* [TASK OBJECTIVE]: Repeat the records exactly. Leave out the pictures.

##############################

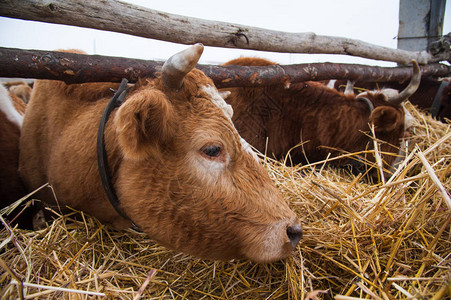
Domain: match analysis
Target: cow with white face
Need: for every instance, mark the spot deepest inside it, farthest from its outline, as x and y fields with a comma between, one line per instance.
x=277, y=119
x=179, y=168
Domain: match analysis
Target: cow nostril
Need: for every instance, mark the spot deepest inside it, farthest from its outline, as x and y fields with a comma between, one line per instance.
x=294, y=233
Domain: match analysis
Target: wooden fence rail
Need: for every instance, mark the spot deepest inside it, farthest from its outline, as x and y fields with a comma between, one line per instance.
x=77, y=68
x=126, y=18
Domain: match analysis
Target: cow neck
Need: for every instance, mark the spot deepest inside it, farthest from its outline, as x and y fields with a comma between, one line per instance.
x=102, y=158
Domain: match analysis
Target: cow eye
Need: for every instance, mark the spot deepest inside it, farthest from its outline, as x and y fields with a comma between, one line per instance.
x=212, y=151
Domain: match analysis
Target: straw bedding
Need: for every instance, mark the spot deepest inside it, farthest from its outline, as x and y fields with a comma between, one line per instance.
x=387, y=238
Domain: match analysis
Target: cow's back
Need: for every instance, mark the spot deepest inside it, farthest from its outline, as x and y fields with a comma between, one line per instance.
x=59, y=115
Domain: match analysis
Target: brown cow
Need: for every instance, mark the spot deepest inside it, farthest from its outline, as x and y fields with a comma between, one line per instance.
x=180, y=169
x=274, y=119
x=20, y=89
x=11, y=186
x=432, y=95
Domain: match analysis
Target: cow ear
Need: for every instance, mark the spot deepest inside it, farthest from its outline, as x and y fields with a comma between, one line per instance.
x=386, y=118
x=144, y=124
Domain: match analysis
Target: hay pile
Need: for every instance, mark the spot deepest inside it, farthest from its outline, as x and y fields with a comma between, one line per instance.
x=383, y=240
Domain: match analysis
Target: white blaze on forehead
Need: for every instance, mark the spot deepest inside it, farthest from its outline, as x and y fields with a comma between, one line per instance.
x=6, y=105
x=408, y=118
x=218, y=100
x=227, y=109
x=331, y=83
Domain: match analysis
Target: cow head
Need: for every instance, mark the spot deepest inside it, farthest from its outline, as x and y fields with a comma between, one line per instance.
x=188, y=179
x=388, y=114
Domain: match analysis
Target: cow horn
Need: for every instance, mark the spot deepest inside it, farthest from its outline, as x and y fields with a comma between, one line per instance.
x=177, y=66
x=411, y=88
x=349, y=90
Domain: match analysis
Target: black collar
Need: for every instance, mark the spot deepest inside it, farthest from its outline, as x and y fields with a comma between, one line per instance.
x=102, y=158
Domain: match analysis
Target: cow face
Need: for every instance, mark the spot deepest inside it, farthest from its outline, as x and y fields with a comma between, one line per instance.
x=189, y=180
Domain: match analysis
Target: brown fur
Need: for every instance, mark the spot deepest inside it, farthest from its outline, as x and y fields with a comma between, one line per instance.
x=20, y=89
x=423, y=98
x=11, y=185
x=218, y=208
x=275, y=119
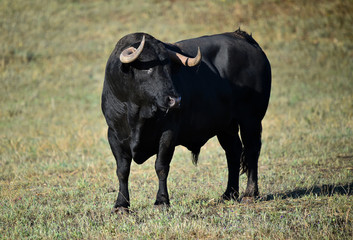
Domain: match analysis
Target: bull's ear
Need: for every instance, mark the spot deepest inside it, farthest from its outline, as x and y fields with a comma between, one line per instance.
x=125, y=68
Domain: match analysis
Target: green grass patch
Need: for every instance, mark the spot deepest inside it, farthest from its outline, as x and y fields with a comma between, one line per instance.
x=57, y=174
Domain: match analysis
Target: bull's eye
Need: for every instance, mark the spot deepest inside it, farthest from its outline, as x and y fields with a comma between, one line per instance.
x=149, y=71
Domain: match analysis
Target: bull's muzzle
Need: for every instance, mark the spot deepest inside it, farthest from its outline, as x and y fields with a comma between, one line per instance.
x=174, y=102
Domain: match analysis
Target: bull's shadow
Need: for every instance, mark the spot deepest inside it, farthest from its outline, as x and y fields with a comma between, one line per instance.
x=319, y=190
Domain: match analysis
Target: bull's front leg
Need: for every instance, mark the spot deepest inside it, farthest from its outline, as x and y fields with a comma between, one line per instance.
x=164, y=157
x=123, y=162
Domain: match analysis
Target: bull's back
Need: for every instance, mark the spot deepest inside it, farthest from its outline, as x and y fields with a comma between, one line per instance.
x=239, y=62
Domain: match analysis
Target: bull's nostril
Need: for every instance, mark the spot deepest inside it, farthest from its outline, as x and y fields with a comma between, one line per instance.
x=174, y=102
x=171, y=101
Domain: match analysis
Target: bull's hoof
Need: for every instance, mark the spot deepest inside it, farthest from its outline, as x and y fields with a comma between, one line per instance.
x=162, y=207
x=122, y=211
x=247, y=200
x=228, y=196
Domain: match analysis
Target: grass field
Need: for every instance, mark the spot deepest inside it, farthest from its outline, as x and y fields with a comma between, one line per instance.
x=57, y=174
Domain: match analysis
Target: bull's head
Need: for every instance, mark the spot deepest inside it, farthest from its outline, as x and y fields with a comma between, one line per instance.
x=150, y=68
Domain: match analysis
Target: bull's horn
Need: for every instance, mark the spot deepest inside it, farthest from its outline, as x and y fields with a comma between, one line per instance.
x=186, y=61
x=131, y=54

##############################

* [OUTPUT OF THE TASK]:
Domain: match analysis
Target: cow with white face
Need: for every instance, mark the spot deepest inside it, farthest from its outline, as x and y fields with a comma between, one line per instance.
x=277, y=119
x=179, y=168
Domain: match analysis
Target: cow nostril
Need: for every instance, mark the spot deepest inside it, farthest from its outline, as x and y fields with a comma between, one line per instance.
x=294, y=233
Domain: match analysis
Target: wooden fence rail
Need: for every instance, mark the spot deepest inside it, farthest from its outline, as x and y fields with a comma between, one line per instance.
x=77, y=68
x=126, y=18
Domain: match analysis
Target: cow neck
Need: for every instance, mark the spot deepest inside it, farthest from its outline, as x and y fields with a comma between, one line per instance.
x=102, y=158
Domain: match analysis
Target: cow eye
Need: for every instance, mark the spot deepest inside it, farthest from its outline, as x and y fields with a comma between, one line per instance.
x=212, y=151
Domain: match analysis
Target: straw bedding
Need: for every instance, mark the spot deepest inside it, farthest from its outline, as x and y fields with a comma between, one line per instance.
x=387, y=238
Domain: match analysis
Target: cow's back
Need: for every instance, mark the spot deepest inside it, farthest from its outline, as x and y fields with a comma between, one line per instance.
x=59, y=115
Domain: match analysis
Target: brown cow
Need: for every instance, mark the spot deepest inside it, farthest from its outline, as x and y fields with a comma between, one line per instance.
x=180, y=169
x=274, y=119
x=20, y=89
x=11, y=186
x=432, y=95
Domain: match analysis
Target: cow ear
Need: for every instance, mark the spot deepest inside it, farthest from its outline, as x and y fields with a comma between, one line per instance.
x=386, y=118
x=144, y=124
Domain: match analysis
Target: hay pile
Need: for every instance, mark the spot deepest inside it, farthest from its outline, as x and y fields with a comma between, one line per instance.
x=383, y=240
Domain: match analysis
Target: white blaze on forehead
Need: for every instance, mark the spot deepest inside it, farthest from its outline, as x and y fields with a comma between, one line per instance.
x=6, y=105
x=408, y=118
x=218, y=100
x=227, y=109
x=331, y=83
Domain: match analysis
Target: cow head
Need: for every instance, mark the spot deepest inside it, farthest from its outline, as x and y fields with a comma between, one line per instance.
x=188, y=179
x=388, y=114
Domain: match analysis
Target: cow horn
Need: for every instance, mark the spot deepest inside it, farthest from its outline, as x and y fields with a comma between, one line per instance.
x=177, y=66
x=411, y=88
x=349, y=90
Domain: match analysis
Target: black collar
Need: for every instance, mark the spot deepest inside it, farthest from its outline, as x and y fields with a comma between, one line per instance.
x=102, y=158
Domain: match analysis
Target: cow face
Need: for every instance, mark the spot deepest inside it, farthest from its outline, as x and y fields with a comma between, one line per instance.
x=189, y=180
Domain: match analysis
Target: brown fur
Need: for every instance, mark the spot deepest inside it, farthest from its outline, as x and y fields with a comma between, one line per instance.
x=20, y=89
x=423, y=98
x=11, y=185
x=218, y=208
x=275, y=119
Domain: match analysis
Target: bull's ear
Need: for every instance, mark the spot deepest inside it, farthest from its outline, as x and y fields with a comma between, one line per instance.
x=125, y=68
Domain: match analysis
Target: green grass patch
Need: for every instance, mark the spot deepest inside it, farthest from its outline, as x and y fields with a comma between, one line per instance.
x=57, y=174
Domain: match analysis
Target: bull's eye
Need: for every instance, mark the spot deepest inside it, farthest from its outline, as x and y fields with a comma between, one line per instance.
x=149, y=71
Domain: match analysis
Target: bull's muzzle
Need: for every instance, mark the spot deepest inside it, farthest from its outline, as x and y fields with a comma between, one line per instance.
x=174, y=102
Domain: match analysis
Target: bull's shadow
Need: for every instance, mark the spot deepest inside it, farthest from its outline, as x and y fields with a comma between, one line per instance.
x=319, y=190
Domain: match analysis
Target: bull's front leg
Need: for every instance, mark the spot deepest inside it, farthest from its outline, as x and y fields with a comma between, one line per instance.
x=164, y=157
x=123, y=162
Domain: match analysis
Target: bull's back
Need: for every instance, mark the spot deepest inside it, farthest from its outline, as x and y fields with a comma between, one line per instance.
x=239, y=62
Domain: match analysis
Target: bull's nostril
Need: for every instance, mark the spot deepest inside it, farthest from its outline, as x and y fields with a comma between, one line per instance.
x=174, y=102
x=171, y=101
Domain: match analysis
Target: bull's hoof
Need: for every instance, mark the spot deepest inside it, farthest from its outline, as x and y fields with a comma between, one line per instance.
x=162, y=207
x=122, y=211
x=247, y=200
x=228, y=196
Domain: match analysis
Target: grass field
Need: for every instance, mark the spot deepest inside it, farthest from its outline, as x and y fields with a comma between, one line per instance.
x=57, y=174
Domain: match analysis
Target: bull's head
Need: for every instance, mark the spot deepest inside it, farthest from its outline, as x and y fields with a comma between, one line per instance.
x=150, y=68
Domain: match analysis
Target: bull's horn
Need: for every instance, mark the spot deepest inside it, farthest from its outline, as x and y fields with a comma between, one line per instance.
x=186, y=61
x=131, y=54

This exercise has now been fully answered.